● **Page text**:
Spoiler warning: Do not read this article until you have seen X Company Episode 306, “Supply and Demand.”

X Company doesn’t pull any punches, as this week’s episode, “Supply and Demand,” once again proved. Written by Julie Puckrin, the instalment saw Sinclair (Hugh Dillon) sacrifice a “discard team” in Poland in order to keep Aurora (Évelyne Brochu), Alfred (Jack Laskey) and Neil (Warren Brown) on the trail of Operation Marigold. Watching Faber (Torben Liebrecht) coolly shoot the inexperienced agents in the head to win the favour of his father-in-law—and knowing that Sinclair sent the young men for that purpose—was chilling. But it represents the very type of bold storytelling that attracted Puckrin to the show—first as a viewer.

“I was a big fan of X Company,” she says. “I loved the first two seasons. It was really exciting television, especially at the end of Season 1, where they went with Franz Faber’s character, and the places they were willing to go with the spies and the stories they were willing to tell. They just really didn’t pull their punches, and I was so impressed with that.”

● **Region labeling records**:
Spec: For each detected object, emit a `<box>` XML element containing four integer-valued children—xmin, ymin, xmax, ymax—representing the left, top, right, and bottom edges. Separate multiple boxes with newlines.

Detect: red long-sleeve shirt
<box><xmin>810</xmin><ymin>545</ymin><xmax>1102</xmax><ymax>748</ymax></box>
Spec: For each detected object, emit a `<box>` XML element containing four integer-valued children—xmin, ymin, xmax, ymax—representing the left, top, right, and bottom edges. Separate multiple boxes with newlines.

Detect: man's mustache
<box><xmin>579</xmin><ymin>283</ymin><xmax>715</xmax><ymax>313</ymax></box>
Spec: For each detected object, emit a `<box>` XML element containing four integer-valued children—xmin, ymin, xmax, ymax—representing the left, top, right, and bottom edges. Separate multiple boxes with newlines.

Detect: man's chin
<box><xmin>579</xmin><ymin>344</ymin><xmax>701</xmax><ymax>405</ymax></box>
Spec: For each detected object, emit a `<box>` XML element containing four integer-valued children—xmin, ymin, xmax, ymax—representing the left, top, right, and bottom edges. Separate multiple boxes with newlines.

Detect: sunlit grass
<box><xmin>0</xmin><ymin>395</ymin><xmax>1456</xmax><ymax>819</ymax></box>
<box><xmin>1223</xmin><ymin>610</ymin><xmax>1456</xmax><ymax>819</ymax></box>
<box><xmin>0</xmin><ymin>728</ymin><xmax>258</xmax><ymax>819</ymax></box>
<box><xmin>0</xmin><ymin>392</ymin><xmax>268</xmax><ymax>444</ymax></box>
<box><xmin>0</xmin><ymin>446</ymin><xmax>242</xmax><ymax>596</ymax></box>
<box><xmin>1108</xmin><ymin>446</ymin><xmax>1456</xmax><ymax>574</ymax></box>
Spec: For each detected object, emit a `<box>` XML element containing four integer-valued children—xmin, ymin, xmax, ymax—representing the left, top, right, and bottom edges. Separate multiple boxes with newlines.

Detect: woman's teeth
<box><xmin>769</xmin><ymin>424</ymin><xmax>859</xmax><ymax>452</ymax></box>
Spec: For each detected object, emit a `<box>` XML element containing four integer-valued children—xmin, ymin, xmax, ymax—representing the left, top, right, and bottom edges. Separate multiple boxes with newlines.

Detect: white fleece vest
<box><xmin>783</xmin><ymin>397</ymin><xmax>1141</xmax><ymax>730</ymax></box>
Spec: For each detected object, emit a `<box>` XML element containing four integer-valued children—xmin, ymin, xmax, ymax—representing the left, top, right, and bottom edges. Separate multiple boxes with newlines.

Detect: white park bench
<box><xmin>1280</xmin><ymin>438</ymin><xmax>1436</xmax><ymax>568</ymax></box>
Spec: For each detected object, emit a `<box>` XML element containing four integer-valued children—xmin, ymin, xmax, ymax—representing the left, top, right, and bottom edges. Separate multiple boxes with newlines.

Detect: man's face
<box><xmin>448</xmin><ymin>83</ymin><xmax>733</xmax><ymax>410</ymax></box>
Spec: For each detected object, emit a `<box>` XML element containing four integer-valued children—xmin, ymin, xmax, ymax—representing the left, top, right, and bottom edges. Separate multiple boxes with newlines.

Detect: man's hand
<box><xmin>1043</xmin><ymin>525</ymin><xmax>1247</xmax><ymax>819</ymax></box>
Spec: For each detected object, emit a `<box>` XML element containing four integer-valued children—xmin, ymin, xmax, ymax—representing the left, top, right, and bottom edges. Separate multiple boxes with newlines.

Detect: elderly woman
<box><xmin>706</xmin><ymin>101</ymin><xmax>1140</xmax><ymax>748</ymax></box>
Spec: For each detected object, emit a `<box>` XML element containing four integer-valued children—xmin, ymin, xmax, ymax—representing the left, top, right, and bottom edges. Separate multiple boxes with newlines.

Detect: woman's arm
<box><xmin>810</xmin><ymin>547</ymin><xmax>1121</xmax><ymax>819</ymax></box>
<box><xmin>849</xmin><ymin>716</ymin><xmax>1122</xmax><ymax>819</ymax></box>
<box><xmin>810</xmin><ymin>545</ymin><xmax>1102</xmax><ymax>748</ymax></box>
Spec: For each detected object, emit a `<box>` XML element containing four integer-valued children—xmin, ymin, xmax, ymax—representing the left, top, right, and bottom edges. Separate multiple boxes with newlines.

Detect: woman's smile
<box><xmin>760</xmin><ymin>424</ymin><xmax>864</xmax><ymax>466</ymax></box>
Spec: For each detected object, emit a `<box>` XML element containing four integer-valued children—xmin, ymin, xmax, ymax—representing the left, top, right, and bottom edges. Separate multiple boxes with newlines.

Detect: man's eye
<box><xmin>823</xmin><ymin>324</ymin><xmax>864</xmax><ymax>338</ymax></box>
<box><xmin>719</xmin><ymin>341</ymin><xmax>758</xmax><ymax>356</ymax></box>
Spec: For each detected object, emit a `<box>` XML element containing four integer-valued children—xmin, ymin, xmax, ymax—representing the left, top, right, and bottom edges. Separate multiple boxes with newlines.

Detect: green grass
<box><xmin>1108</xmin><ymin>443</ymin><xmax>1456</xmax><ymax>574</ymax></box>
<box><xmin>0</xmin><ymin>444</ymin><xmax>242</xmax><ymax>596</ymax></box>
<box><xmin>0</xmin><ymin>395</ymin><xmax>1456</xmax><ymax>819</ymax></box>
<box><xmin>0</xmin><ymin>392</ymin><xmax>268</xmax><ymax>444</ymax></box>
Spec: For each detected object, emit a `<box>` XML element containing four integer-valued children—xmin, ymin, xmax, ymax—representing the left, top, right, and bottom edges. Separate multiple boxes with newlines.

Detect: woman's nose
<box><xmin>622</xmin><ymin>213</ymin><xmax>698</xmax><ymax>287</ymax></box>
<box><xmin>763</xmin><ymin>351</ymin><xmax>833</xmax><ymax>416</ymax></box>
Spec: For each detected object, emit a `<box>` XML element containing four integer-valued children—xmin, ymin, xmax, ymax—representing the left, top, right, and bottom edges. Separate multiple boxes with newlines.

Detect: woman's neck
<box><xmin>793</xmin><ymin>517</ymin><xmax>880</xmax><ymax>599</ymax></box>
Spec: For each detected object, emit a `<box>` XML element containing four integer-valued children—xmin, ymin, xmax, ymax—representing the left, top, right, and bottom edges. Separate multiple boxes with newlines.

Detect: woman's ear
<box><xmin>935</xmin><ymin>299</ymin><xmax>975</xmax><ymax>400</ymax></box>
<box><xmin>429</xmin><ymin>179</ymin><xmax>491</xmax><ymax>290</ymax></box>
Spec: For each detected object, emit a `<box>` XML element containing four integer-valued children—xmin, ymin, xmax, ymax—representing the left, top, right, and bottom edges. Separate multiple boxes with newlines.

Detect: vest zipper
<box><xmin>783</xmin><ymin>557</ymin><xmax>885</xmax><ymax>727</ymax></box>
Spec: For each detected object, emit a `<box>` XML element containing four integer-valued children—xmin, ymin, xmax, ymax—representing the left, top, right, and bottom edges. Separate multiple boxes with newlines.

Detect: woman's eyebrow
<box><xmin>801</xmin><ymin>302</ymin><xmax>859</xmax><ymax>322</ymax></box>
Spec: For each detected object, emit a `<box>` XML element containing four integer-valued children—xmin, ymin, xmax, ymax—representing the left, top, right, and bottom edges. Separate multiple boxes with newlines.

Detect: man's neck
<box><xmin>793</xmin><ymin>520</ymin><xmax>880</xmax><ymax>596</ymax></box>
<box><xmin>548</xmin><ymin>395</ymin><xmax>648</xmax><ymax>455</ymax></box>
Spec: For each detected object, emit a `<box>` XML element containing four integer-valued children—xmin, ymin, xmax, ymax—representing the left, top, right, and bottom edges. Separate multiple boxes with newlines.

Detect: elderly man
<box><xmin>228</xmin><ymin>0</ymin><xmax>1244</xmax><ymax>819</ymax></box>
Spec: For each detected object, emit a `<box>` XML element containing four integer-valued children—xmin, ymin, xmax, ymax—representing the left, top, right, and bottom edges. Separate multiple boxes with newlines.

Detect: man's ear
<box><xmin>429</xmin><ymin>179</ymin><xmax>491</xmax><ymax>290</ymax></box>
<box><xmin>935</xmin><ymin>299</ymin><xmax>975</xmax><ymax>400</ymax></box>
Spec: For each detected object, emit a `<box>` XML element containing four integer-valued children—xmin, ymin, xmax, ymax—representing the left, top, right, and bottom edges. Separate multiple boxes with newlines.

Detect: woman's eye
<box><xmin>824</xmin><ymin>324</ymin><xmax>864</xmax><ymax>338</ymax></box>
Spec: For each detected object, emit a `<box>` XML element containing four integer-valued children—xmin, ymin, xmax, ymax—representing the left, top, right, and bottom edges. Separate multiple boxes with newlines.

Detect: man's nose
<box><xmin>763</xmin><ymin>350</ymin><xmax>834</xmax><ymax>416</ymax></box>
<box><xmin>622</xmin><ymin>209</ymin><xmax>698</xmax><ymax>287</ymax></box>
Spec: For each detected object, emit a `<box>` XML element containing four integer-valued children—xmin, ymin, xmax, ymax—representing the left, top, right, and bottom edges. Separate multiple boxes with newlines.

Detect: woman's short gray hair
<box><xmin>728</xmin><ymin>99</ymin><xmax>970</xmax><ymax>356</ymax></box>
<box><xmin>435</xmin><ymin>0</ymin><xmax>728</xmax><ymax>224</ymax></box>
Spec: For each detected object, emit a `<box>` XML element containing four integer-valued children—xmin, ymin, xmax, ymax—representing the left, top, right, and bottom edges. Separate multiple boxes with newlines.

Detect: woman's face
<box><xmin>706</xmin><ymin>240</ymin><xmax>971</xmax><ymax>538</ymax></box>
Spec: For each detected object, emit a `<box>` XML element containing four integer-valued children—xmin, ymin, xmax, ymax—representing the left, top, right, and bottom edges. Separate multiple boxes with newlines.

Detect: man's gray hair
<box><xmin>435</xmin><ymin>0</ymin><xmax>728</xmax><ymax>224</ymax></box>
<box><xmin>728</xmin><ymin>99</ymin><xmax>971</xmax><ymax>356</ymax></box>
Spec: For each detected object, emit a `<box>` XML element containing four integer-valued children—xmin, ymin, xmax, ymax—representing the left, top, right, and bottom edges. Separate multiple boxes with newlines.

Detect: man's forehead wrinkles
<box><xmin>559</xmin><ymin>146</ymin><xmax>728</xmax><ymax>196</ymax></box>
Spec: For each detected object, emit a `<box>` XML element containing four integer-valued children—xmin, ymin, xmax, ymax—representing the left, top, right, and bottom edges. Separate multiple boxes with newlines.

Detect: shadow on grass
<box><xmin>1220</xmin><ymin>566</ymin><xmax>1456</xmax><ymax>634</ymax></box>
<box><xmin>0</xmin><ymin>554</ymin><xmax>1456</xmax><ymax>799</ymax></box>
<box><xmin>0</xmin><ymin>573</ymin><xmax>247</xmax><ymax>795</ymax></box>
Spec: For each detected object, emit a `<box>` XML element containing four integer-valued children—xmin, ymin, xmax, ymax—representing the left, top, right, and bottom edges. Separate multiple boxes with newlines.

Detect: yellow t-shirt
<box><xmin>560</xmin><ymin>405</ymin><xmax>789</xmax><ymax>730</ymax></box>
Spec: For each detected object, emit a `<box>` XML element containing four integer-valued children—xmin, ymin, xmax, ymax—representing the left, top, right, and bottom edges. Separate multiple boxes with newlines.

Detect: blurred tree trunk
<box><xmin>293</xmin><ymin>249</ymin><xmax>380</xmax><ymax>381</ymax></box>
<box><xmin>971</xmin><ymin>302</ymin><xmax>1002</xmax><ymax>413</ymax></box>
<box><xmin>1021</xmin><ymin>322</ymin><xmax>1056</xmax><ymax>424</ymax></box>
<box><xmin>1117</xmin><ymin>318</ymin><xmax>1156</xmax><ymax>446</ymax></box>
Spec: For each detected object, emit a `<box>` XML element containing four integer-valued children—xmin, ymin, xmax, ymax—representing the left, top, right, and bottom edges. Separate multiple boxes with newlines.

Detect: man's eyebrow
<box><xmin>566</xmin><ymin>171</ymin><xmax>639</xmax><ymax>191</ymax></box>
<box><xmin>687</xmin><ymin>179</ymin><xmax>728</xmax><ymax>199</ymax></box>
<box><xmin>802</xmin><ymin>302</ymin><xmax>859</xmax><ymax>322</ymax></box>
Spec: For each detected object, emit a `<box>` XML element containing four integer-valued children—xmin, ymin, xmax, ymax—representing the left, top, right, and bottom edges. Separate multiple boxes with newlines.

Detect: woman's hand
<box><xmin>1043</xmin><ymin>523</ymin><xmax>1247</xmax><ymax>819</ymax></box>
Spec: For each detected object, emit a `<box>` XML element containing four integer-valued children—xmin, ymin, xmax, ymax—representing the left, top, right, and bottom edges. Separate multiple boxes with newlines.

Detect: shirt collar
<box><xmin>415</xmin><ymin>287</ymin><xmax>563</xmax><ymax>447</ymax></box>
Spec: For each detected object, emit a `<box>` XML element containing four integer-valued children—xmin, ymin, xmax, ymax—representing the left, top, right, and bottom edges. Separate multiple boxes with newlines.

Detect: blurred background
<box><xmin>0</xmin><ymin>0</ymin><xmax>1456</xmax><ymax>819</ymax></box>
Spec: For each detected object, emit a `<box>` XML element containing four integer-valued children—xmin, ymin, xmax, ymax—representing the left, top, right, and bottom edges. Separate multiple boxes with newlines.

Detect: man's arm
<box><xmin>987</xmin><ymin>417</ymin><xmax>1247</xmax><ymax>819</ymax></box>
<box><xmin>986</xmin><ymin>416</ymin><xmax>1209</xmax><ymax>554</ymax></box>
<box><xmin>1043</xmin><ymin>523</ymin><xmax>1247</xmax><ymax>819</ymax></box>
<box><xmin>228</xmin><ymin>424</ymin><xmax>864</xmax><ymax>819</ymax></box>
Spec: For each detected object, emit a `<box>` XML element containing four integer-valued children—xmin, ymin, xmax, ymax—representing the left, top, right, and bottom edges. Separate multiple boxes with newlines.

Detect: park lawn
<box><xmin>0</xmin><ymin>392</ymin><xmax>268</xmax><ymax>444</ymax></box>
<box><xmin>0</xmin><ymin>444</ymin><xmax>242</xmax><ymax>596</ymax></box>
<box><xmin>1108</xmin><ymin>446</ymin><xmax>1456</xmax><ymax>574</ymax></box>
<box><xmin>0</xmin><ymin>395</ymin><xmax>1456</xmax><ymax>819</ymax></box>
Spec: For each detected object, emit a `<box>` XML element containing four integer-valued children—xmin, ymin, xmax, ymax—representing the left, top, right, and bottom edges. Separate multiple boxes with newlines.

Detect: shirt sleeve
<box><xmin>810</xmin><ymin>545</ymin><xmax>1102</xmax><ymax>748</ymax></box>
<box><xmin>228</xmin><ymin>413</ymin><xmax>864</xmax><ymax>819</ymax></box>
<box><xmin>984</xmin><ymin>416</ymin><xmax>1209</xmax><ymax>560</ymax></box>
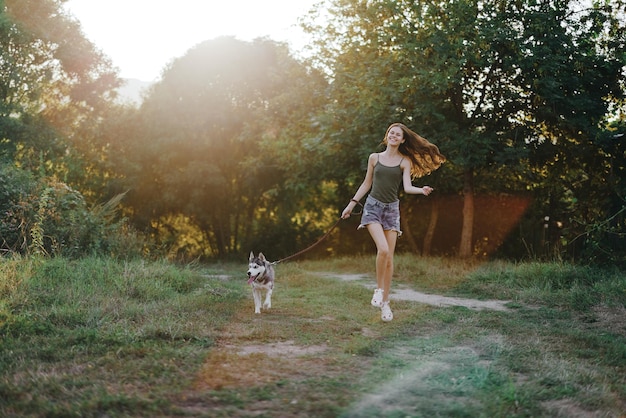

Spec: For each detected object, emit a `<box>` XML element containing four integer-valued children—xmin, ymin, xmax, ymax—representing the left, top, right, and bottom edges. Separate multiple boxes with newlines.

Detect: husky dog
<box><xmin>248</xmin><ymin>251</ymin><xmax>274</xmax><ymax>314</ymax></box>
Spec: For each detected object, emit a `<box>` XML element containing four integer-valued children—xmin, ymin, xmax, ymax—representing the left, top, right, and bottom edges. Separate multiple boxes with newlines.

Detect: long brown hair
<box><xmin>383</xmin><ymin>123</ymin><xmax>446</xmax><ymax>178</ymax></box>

● **Job 1**: Copy everything in the X Company article from "Spoiler warning: Do" down to "as a viewer.", keeping the wording unchanged.
● **Job 2**: Return each line of the rows that contains the string "hand".

● **Task answer 1**:
Spoiler warning: Do not read this article until you have seen X Company Episode 306, “Supply and Demand.”

X Company doesn’t pull any punches, as this week’s episode, “Supply and Demand,” once again proved. Written by Julie Puckrin, the instalment saw Sinclair (Hugh Dillon) sacrifice a “discard team” in Poland in order to keep Aurora (Évelyne Brochu), Alfred (Jack Laskey) and Neil (Warren Brown) on the trail of Operation Marigold. Watching Faber (Torben Liebrecht) coolly shoot the inexperienced agents in the head to win the favour of his father-in-law—and knowing that Sinclair sent the young men for that purpose—was chilling. But it represents the very type of bold storytelling that attracted Puckrin to the show—first as a viewer.

● **Task answer 2**:
Detect: man's hand
Detect: woman's hand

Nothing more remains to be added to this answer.